→ WORK TASK: The listing below should be written out exactly; please include all of it.

→ SUPPLIED RECORDS:
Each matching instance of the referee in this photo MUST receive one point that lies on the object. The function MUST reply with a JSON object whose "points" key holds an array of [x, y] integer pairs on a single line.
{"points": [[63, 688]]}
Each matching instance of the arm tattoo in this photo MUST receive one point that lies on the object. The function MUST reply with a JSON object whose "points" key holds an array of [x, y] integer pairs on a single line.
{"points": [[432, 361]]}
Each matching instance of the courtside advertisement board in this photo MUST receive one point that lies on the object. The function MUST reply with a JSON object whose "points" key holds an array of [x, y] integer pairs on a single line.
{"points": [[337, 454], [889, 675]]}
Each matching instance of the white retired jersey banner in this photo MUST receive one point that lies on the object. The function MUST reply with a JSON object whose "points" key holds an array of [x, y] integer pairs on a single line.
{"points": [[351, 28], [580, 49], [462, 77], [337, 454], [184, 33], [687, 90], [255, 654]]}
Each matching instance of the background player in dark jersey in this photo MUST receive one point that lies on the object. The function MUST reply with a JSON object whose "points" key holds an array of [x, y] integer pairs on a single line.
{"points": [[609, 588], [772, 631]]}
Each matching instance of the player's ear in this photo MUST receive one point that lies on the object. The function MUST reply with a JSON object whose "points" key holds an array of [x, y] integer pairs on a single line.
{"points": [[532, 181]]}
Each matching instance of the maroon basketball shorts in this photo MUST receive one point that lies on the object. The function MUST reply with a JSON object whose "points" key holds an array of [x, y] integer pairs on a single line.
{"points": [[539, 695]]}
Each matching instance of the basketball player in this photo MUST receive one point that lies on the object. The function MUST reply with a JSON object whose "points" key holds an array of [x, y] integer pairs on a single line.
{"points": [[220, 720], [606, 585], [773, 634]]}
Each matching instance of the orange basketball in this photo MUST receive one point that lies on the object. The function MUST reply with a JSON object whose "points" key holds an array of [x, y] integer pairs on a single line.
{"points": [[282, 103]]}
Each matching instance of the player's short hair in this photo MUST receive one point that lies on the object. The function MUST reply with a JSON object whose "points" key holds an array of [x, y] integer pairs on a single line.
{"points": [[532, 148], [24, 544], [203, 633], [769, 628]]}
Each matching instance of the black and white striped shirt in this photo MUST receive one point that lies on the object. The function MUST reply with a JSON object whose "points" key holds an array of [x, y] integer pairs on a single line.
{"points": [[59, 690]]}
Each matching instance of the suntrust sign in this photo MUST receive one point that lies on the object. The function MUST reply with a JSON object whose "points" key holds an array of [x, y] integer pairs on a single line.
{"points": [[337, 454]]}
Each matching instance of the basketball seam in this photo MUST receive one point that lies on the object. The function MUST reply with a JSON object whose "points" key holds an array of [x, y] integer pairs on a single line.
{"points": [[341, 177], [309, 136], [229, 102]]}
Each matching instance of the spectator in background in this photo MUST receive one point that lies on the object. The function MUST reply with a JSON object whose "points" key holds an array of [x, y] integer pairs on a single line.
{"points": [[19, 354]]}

→ WRITTEN RESPONSE:
Each matching instance of the referee in this photo MUST receive one point that lies on the object. The function MUST reply with a JSON object whose "points" key holds an array of [x, y] integer pairs on a single line.
{"points": [[63, 688]]}
Each matching instance of the arm tattoo in this photo MUST receive one point that lies on the object. The function MUST reply with a JSON object whose "points" key holds an array of [x, y] integer pairs on a single line.
{"points": [[432, 361]]}
Each matching instance of the courtside advertisement board in this photo MUST receive one point that lies on the object. The function MUST reply with a JSON object whose "points" key holds an array of [x, y] integer pairs on a single line.
{"points": [[337, 454], [889, 675]]}
Each matching instance of the white retired jersey banner in this photo MUST receive one point that lies on the object. The function MUST reply with a JSON object whose "points" key holds an array of [x, y] integer pairs on a single line.
{"points": [[351, 28], [580, 49], [462, 77], [337, 454], [184, 33], [687, 90], [255, 654]]}
Each matching instance of the background player in dark jersey in this photo MUST receive one point that lies on the object. The function MUST reply with a JSON object whose "points" key holds an array of [x, y] integer pairs on a single line.
{"points": [[609, 588], [772, 631]]}
Each matching instance of the player's ear in this photo MUST receive one point that lies on the object. The function MUST reply with a JSON object whose "points" key holds an array of [x, y] integer pairs on a single line.
{"points": [[532, 181]]}
Each matching instance of the maroon basketball shorts in this photo MUST receive one point that lies on the object. The function MUST reply with a JSON object whose "points" key holds an array of [x, y] integer pairs on a single line.
{"points": [[539, 695]]}
Each matching instance of the basketball player in this photo MUST receive one point that lies on the object. The function MUST reply with a JSON object whose "points" key holds an array of [x, y] integer pairs on a single line.
{"points": [[220, 720], [606, 585], [773, 634]]}
Each matching instance of the orange basketball in this photo MUST receive one point that lies on the object. The function MUST reply with a JSON object whose "points" key holds an array of [x, y] integer pairs on a single line.
{"points": [[282, 103]]}
Each matching instance of the player's short hair in this photo MUST receive one point that lies on the object. The function MUST reply with a JSON object whose "points" key holds an array of [x, y] integer pairs on a single line.
{"points": [[532, 148], [24, 544], [203, 633], [769, 628]]}
Each matching instance of the black and white striped shirt in this photo MUST receive one point that lies on the object. The function MUST reply with a JSON object whose "points" key holds an array of [x, y] integer pairs on a single line.
{"points": [[59, 690]]}
Each matching instance of the suntrust sign in this photo MUST receive one point that lies on the object. The function MUST reply with a JSON object whose "points" key holds an array of [x, y] integer pairs on a single line.
{"points": [[337, 454]]}
Each matching instance of the basketball seam in this photo MUST receive one point that lies on the object. The function MUST reply with a JSON object whose "points" key holds an array of [x, y] integer pairs on a single line.
{"points": [[341, 177], [309, 136], [229, 102]]}
Each matching instance of the spectator in background in this photo MUST receive one point that lies on the object. The function MUST reply with a JSON object whose "points" key holds an array of [x, y] integer pairs on a single line.
{"points": [[19, 354]]}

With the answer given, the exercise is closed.